● **Dataset items**:
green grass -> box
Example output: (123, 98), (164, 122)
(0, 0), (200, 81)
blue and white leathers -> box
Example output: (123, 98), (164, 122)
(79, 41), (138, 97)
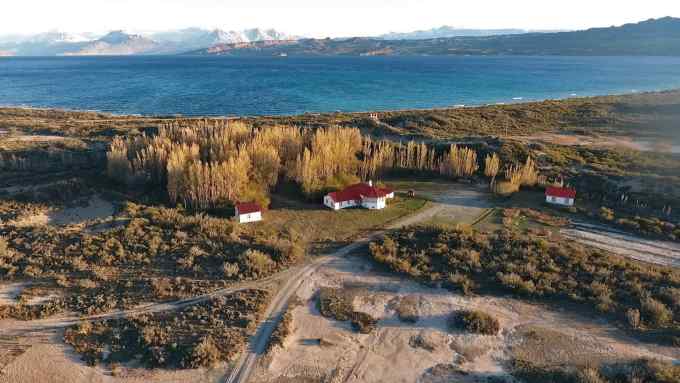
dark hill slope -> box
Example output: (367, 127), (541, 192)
(189, 17), (680, 56)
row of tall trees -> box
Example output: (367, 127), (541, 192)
(107, 120), (538, 209)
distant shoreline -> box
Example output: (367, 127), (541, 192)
(0, 88), (680, 119)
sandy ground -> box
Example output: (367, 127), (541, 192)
(560, 223), (680, 267)
(252, 257), (680, 382)
(250, 187), (680, 383)
(0, 339), (226, 383)
(8, 195), (115, 227)
(511, 133), (680, 153)
(0, 283), (27, 306)
(4, 135), (66, 142)
(49, 196), (114, 225)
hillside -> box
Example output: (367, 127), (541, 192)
(0, 28), (291, 56)
(189, 17), (680, 56)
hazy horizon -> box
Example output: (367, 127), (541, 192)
(5, 0), (680, 37)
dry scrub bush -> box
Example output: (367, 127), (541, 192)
(640, 297), (673, 327)
(448, 145), (479, 177)
(369, 226), (680, 344)
(484, 153), (501, 178)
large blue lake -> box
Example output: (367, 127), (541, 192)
(0, 56), (680, 115)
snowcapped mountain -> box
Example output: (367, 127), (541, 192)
(0, 28), (292, 56)
(63, 31), (159, 56)
(378, 25), (528, 40)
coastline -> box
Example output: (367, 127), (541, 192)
(0, 88), (680, 120)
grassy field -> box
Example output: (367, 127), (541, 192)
(246, 194), (427, 249)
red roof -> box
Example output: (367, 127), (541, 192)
(236, 202), (262, 215)
(328, 182), (392, 202)
(545, 186), (576, 198)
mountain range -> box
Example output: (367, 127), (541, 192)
(0, 17), (680, 56)
(0, 28), (292, 56)
(189, 17), (680, 56)
(378, 25), (563, 40)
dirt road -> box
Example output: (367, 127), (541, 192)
(224, 184), (488, 383)
(561, 222), (680, 267)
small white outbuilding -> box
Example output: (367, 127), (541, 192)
(234, 202), (262, 223)
(323, 181), (394, 210)
(545, 186), (576, 206)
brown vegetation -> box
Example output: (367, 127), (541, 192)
(64, 290), (268, 368)
(449, 310), (501, 335)
(0, 203), (304, 319)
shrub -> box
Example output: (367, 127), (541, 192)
(449, 310), (501, 335)
(396, 296), (420, 323)
(659, 287), (680, 310)
(222, 262), (239, 278)
(626, 309), (640, 329)
(240, 249), (274, 276)
(576, 367), (606, 383)
(319, 287), (354, 321)
(599, 206), (614, 221)
(267, 307), (293, 351)
(0, 237), (9, 258)
(185, 335), (221, 368)
(640, 297), (673, 327)
(352, 311), (378, 334)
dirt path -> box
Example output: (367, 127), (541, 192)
(0, 268), (298, 337)
(224, 184), (488, 383)
(250, 252), (680, 383)
(560, 223), (680, 267)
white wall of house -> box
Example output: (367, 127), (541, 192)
(545, 195), (574, 206)
(323, 195), (340, 210)
(238, 211), (262, 223)
(361, 197), (387, 209)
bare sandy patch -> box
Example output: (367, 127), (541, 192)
(49, 195), (115, 225)
(252, 257), (680, 382)
(560, 223), (680, 267)
(0, 283), (28, 306)
(511, 133), (680, 153)
(4, 135), (68, 142)
(0, 344), (226, 383)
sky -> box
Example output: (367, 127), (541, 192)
(0, 0), (680, 37)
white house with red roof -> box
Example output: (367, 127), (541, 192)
(323, 181), (394, 210)
(545, 186), (576, 206)
(234, 202), (262, 223)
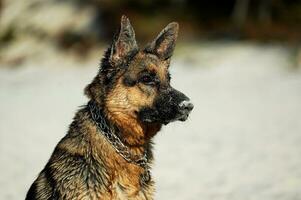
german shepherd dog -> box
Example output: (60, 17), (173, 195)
(26, 16), (193, 200)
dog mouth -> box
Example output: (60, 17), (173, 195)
(137, 106), (191, 125)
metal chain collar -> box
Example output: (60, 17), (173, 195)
(88, 101), (150, 183)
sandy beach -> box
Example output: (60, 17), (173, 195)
(0, 43), (301, 200)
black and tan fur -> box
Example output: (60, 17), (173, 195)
(26, 16), (192, 200)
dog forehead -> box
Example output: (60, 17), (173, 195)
(130, 52), (169, 78)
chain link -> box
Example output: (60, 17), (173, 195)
(88, 101), (151, 183)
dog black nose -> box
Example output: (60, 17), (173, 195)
(179, 100), (194, 112)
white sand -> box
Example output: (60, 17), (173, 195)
(0, 43), (301, 200)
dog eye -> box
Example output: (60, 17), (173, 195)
(140, 75), (154, 85)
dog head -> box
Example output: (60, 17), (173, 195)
(85, 16), (193, 128)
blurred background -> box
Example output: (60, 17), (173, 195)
(0, 0), (301, 200)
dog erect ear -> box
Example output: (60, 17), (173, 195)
(110, 15), (138, 64)
(145, 22), (179, 60)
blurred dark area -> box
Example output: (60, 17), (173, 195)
(0, 0), (301, 63)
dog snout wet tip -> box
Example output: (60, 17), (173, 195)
(179, 100), (194, 113)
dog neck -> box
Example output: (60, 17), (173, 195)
(87, 101), (158, 163)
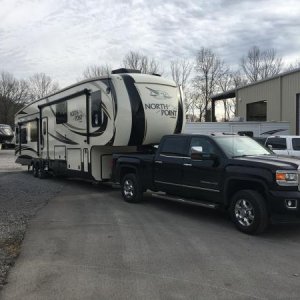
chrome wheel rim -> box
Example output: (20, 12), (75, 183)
(234, 199), (254, 227)
(123, 179), (134, 198)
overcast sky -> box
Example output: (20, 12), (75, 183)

● **WHAT IS NEEDED**: Return the lines of the data exactly as they are, from the very first line through the line that contains "(107, 120), (538, 209)", with both ends included, and leave the pictures out of your answer.

● **WORKED ANSWER**:
green grass -> box
Example output: (123, 98), (164, 122)
(0, 0), (200, 81)
blue and white leathers -> box
Example output: (123, 98), (164, 122)
(79, 41), (138, 97)
dark hill slope -> box
Example output: (367, 127), (541, 192)
(189, 17), (680, 56)
row of tall trees -> box
Example output: (367, 127), (541, 192)
(107, 120), (538, 209)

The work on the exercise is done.